**Dataset extract**
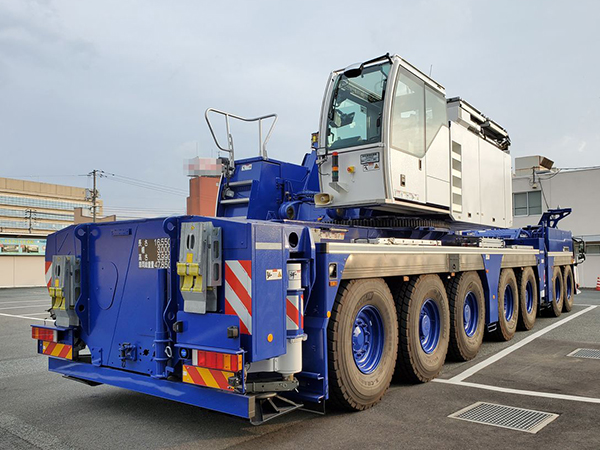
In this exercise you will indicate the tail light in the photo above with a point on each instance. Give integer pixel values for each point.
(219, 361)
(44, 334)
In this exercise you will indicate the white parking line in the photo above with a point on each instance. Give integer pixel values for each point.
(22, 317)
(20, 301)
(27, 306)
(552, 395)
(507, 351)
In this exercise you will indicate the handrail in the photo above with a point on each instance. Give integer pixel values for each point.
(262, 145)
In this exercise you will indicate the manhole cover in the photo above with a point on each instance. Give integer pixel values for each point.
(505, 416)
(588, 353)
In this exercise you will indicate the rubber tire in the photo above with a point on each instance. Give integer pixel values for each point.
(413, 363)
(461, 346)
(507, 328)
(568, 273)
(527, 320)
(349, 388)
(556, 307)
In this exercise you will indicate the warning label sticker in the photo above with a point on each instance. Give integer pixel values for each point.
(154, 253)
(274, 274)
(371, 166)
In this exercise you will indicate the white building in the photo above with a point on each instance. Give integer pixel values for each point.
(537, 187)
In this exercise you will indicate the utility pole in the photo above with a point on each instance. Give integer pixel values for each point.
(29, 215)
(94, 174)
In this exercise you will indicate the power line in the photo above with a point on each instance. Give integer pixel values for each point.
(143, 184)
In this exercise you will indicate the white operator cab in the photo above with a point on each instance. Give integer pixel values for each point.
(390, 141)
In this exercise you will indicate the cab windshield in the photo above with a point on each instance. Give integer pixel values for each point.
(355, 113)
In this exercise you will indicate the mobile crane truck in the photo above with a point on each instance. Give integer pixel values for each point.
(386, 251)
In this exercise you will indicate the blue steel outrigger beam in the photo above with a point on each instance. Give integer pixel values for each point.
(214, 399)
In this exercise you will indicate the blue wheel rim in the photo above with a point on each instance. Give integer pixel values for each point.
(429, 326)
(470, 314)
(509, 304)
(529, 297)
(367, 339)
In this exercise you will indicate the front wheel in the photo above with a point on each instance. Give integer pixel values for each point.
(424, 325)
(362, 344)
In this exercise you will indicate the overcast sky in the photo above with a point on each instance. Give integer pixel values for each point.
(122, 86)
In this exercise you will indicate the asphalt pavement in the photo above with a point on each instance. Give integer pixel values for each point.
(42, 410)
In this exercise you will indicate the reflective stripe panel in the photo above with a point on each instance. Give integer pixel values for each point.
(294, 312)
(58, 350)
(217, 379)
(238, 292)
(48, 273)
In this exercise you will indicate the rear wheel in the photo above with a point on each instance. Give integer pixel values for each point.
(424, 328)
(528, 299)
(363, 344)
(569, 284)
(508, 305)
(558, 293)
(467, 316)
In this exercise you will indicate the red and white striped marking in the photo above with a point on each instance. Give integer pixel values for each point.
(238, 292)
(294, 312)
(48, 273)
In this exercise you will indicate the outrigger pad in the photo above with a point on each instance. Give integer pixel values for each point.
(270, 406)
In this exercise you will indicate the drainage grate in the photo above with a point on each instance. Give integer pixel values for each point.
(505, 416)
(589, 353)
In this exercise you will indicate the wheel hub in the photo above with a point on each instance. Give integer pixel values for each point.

**Exercise**
Please pull out everything from the line containing "In this exercise you will indicate the outrigger" down to the end of the listing, copying those lines word for word.

**Exercise solution**
In this exercise you will indicate the outrigger pad in the photo above with a point on each instance. Give integer pixel values for each point.
(270, 406)
In this exercise you will indicate the drainage grate in the photo above with a point on each instance. Give integer pixel values for each point.
(505, 416)
(589, 353)
In this exercise you will indicate the wheel hub in the photo above with a point on each instance. Give integer pixel values for each point.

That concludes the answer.